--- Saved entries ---
* * *

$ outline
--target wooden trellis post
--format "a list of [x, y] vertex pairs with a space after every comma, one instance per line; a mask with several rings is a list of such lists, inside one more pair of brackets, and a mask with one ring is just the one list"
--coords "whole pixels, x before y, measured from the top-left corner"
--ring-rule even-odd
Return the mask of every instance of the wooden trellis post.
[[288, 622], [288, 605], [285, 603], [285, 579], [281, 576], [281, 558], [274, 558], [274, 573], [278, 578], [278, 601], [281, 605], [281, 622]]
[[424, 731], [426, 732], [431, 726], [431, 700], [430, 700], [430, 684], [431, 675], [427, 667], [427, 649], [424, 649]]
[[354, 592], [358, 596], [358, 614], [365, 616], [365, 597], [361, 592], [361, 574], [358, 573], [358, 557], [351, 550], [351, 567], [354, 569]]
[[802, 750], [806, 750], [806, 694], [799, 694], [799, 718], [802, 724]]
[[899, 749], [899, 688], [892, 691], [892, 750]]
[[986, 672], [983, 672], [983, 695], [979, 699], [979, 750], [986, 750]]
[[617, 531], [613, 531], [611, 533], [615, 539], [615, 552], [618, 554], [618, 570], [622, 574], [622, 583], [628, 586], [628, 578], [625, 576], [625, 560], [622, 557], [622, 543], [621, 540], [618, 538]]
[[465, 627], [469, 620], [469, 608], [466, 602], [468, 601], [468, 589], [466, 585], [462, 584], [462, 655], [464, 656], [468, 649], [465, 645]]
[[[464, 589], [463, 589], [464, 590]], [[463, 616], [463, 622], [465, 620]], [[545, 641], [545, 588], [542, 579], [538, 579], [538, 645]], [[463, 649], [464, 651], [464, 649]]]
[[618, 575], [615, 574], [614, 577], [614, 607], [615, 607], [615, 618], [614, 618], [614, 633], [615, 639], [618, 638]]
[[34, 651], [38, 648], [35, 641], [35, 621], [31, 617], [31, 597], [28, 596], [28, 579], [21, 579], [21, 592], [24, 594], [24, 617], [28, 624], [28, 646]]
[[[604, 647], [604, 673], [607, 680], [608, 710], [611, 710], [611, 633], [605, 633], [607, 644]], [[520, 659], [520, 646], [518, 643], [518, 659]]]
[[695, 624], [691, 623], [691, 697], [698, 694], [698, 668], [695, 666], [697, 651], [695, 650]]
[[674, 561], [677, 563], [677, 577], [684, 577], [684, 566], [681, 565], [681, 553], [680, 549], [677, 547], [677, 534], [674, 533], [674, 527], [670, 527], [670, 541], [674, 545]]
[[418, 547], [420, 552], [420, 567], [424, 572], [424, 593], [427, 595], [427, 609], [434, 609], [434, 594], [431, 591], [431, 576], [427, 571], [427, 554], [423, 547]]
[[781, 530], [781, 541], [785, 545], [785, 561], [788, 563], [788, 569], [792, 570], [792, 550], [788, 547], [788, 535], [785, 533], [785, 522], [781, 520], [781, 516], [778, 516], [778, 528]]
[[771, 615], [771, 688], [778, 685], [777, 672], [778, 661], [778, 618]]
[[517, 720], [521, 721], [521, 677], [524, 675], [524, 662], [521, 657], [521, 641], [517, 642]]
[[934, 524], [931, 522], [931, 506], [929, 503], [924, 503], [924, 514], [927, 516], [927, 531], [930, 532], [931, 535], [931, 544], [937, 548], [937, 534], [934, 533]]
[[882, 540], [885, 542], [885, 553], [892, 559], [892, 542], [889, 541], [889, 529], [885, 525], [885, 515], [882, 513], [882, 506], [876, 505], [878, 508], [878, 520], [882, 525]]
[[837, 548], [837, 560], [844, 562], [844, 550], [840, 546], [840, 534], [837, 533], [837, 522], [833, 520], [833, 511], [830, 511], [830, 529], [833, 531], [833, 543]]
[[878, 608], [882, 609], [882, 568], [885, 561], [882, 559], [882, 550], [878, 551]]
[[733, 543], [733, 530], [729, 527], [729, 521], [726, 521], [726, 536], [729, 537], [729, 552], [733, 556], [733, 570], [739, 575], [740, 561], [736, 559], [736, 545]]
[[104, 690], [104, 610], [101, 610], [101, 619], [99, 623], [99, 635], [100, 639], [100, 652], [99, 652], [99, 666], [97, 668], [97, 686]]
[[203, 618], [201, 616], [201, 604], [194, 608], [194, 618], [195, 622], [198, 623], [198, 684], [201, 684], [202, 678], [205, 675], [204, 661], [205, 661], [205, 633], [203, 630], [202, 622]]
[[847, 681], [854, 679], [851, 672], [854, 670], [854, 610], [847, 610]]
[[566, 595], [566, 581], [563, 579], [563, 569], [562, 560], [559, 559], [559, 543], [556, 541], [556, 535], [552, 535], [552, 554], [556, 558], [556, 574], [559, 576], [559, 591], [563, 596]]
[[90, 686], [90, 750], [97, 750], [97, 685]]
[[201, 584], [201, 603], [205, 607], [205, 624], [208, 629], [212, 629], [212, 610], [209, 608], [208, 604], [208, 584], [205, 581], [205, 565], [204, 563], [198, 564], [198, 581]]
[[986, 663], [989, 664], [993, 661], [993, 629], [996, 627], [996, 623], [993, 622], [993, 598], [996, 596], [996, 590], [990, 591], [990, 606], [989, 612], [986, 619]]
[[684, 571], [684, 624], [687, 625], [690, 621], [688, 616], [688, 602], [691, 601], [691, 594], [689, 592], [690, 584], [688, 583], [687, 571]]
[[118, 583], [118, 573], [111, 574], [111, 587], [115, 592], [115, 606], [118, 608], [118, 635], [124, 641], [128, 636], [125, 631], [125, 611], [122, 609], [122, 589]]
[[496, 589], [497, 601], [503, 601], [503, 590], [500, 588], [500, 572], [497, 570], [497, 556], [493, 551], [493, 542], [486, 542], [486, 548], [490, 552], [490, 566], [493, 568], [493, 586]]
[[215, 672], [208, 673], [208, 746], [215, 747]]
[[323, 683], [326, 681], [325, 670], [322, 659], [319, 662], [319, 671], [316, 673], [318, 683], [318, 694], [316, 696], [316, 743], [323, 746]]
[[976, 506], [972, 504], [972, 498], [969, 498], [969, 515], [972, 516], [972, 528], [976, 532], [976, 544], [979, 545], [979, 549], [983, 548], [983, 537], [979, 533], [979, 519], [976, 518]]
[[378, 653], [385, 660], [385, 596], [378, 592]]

* * *

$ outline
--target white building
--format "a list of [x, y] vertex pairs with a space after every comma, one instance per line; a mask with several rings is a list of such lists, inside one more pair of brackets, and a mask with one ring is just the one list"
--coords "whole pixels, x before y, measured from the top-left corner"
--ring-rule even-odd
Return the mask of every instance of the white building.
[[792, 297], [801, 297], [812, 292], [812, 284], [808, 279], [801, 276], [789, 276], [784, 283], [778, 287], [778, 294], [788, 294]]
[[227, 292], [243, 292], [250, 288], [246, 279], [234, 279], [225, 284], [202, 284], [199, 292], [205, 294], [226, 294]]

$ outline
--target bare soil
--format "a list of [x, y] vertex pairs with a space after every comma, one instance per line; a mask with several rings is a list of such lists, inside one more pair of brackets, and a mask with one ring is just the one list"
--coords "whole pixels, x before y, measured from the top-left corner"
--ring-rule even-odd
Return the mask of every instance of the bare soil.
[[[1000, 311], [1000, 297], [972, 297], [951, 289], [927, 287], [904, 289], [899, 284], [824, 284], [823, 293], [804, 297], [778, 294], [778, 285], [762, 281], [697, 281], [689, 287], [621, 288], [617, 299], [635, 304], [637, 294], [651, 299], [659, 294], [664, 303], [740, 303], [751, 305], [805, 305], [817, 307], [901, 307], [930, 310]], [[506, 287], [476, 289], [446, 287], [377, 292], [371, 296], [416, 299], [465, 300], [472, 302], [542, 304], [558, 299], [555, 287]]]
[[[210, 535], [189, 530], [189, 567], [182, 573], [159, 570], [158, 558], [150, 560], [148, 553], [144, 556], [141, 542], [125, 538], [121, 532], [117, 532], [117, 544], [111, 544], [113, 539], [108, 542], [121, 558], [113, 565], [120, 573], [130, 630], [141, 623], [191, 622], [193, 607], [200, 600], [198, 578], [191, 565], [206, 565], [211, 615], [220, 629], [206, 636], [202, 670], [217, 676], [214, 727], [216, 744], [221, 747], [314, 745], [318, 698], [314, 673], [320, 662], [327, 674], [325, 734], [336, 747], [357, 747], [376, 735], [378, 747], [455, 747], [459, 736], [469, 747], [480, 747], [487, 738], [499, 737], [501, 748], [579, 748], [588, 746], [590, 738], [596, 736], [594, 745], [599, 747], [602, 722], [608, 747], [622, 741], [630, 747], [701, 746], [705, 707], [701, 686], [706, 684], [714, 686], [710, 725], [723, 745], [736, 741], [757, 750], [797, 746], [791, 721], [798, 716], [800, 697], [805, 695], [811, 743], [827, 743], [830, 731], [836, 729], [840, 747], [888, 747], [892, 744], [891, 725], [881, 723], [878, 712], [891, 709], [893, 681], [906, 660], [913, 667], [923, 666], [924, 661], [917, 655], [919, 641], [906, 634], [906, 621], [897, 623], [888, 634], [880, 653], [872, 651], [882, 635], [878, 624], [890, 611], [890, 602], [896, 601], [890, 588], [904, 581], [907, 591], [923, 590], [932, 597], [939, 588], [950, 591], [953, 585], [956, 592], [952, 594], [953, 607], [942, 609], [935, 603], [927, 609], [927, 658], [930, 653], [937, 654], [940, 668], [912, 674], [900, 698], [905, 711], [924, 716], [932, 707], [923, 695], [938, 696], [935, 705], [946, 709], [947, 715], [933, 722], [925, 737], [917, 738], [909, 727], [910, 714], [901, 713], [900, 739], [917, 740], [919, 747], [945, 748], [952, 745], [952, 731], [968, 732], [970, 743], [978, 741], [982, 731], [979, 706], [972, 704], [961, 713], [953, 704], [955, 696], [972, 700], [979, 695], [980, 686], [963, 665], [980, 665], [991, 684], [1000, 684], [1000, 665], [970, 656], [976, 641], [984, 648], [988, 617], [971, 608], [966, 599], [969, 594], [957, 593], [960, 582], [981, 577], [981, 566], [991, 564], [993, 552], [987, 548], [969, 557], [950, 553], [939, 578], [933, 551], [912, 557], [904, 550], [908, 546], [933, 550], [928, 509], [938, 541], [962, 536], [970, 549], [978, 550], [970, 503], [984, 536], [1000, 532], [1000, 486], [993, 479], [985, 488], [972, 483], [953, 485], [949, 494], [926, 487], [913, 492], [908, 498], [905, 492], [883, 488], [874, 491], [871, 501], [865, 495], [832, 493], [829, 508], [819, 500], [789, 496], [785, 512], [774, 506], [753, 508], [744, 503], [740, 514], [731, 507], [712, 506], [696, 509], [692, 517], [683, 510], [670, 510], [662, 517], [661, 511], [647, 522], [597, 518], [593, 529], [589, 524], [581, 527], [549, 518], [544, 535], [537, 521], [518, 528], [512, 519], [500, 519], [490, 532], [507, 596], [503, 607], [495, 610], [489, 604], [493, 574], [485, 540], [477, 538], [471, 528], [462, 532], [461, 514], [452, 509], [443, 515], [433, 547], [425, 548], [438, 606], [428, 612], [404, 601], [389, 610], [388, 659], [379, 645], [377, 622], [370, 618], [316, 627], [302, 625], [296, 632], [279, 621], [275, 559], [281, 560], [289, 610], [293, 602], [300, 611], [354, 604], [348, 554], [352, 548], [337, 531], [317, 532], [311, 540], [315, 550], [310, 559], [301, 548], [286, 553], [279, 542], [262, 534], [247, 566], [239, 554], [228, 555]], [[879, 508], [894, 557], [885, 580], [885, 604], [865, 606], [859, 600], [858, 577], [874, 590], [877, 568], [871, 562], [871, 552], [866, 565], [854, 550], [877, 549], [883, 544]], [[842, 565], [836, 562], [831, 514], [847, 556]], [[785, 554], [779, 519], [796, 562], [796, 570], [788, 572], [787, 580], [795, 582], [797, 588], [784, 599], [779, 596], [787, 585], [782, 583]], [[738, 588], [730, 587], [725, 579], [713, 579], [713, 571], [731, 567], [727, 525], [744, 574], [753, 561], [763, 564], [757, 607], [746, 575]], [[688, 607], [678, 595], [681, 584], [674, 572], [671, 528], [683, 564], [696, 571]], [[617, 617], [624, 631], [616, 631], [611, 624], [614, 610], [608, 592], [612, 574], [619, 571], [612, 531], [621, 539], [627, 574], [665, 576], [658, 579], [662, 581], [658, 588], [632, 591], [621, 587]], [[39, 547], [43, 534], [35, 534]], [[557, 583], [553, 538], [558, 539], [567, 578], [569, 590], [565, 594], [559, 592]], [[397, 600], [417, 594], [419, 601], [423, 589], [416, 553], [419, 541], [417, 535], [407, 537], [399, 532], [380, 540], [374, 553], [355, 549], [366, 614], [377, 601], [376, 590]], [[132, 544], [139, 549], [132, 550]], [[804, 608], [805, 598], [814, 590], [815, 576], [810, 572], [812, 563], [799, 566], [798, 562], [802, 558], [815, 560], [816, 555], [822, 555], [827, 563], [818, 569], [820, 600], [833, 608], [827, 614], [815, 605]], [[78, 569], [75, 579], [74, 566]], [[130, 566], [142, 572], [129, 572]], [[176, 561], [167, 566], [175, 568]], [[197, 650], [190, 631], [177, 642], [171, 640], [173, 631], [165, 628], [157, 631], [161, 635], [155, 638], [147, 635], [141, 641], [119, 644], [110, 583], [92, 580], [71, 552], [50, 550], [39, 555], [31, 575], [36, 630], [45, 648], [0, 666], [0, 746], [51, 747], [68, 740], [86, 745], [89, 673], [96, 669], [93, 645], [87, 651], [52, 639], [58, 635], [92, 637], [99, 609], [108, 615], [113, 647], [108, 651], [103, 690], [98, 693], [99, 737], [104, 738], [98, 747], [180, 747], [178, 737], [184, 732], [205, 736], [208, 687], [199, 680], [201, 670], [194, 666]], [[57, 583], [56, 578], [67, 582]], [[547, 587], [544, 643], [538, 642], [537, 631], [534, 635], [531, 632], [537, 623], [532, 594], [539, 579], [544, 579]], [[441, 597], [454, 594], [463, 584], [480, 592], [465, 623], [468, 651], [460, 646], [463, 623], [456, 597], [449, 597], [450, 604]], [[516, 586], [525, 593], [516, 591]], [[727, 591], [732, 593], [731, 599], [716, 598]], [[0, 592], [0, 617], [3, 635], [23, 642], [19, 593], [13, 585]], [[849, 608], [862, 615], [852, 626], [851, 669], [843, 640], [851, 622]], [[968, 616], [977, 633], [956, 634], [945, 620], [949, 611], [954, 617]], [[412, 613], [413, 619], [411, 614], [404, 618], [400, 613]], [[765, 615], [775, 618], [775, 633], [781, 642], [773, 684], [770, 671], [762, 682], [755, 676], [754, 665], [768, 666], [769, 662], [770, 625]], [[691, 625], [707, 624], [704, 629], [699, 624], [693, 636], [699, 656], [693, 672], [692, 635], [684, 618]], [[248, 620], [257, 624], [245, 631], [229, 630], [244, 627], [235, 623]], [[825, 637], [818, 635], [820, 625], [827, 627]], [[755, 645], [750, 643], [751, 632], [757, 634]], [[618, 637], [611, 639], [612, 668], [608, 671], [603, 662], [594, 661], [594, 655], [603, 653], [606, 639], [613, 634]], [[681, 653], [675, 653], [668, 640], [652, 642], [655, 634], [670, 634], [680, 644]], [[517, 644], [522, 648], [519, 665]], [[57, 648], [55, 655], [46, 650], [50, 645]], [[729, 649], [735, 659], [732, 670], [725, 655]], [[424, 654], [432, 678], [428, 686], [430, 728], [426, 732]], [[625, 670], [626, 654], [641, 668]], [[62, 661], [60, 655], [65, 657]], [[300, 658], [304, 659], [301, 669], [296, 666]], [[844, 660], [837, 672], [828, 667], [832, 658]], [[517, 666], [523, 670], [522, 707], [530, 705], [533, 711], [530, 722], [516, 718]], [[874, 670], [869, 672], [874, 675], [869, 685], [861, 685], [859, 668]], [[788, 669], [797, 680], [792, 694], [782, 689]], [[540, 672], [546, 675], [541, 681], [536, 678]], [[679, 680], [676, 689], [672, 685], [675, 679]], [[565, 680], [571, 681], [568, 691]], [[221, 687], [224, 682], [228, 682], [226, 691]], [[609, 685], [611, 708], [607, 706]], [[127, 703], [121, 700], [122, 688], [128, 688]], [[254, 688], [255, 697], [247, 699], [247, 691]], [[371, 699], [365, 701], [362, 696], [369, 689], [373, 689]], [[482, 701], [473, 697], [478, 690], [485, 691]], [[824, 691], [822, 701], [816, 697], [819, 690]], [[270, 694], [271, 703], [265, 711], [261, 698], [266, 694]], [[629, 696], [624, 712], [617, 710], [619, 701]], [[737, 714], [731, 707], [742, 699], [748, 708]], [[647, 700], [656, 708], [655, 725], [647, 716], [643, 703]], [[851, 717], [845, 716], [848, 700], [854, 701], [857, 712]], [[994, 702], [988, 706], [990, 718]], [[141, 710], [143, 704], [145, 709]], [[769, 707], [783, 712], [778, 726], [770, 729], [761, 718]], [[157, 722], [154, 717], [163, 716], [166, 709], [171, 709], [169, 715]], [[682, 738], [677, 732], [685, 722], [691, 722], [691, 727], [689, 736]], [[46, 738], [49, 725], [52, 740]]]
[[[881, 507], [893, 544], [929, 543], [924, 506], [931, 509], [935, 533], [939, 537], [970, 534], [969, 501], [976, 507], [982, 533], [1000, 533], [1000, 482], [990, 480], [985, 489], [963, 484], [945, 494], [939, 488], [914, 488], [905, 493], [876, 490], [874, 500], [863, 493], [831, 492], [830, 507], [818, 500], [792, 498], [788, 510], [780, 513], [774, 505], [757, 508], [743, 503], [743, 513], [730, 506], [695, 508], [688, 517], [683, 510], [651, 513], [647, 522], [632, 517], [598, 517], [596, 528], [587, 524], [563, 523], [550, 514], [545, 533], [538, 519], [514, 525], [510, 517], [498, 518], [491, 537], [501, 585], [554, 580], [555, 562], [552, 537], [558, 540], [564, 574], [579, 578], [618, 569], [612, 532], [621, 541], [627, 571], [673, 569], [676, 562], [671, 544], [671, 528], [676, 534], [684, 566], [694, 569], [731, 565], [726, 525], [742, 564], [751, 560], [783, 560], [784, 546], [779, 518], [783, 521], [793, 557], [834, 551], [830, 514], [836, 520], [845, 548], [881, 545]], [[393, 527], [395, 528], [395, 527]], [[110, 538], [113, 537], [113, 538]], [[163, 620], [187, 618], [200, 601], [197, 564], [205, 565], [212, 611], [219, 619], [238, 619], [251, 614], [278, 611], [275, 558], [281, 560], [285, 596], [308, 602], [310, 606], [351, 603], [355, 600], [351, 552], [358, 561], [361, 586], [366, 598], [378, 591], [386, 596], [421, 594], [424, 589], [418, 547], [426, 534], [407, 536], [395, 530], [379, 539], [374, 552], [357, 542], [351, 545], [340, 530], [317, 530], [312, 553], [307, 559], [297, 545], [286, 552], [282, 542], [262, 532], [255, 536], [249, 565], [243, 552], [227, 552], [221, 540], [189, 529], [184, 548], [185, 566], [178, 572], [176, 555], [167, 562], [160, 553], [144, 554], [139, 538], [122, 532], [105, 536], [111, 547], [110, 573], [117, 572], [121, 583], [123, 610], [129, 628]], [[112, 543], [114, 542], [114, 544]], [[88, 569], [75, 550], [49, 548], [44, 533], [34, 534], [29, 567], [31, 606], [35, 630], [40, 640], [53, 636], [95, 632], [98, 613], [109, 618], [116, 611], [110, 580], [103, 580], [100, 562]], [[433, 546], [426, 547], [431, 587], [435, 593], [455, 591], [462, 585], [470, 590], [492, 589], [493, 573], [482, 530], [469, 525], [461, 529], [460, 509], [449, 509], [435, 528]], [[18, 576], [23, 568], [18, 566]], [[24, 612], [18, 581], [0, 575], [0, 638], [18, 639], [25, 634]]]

* * *

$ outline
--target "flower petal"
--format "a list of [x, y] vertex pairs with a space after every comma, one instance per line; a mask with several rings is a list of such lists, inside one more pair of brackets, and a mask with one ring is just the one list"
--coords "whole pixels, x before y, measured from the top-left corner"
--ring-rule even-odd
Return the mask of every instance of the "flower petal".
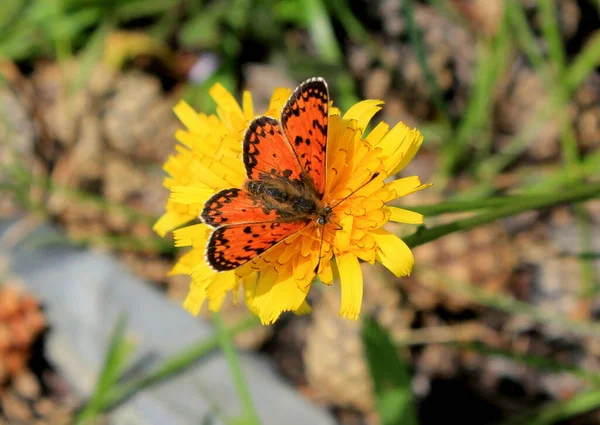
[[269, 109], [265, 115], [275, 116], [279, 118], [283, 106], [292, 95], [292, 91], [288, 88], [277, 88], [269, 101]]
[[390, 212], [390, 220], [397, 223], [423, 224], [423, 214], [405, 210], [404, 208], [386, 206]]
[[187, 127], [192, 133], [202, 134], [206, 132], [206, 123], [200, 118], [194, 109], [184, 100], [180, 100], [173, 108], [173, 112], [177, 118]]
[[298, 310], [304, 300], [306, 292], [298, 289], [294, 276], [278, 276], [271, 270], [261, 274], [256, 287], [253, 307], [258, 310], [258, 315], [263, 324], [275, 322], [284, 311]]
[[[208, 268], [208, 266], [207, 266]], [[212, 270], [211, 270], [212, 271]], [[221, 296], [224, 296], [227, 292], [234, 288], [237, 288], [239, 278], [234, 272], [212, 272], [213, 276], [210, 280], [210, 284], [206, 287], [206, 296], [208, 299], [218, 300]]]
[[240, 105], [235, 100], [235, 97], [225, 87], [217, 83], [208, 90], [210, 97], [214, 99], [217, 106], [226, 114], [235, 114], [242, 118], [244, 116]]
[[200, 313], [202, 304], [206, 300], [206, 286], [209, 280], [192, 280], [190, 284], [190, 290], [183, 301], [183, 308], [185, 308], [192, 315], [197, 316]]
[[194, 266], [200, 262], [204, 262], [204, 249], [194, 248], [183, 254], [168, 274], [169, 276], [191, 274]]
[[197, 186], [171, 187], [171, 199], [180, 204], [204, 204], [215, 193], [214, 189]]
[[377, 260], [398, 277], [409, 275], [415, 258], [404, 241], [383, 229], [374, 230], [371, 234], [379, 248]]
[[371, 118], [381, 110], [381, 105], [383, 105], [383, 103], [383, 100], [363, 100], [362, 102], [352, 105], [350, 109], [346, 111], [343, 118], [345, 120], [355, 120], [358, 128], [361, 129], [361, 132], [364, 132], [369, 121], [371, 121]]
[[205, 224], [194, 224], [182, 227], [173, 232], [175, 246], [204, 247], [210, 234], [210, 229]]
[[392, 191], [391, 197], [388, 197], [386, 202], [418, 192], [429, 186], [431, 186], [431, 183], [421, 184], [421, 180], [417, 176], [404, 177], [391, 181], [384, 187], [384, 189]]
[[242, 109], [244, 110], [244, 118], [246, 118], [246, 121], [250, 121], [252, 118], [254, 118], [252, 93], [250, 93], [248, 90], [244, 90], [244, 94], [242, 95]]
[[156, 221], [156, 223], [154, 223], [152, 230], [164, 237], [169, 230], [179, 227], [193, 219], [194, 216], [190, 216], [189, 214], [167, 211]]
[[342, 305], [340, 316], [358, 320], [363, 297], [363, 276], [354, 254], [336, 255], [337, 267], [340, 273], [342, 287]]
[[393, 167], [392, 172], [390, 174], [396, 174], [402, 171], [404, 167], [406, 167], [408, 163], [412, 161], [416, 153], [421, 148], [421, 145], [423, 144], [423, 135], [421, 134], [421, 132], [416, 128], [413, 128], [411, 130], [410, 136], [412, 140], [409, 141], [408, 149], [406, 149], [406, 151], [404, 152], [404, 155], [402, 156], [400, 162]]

* * *

--- Your objective ---
Filter the lines above so that only those with the string "white" remain, then copy them.

--- Task output ---
--target white building
Return the mask of every instance of the white building.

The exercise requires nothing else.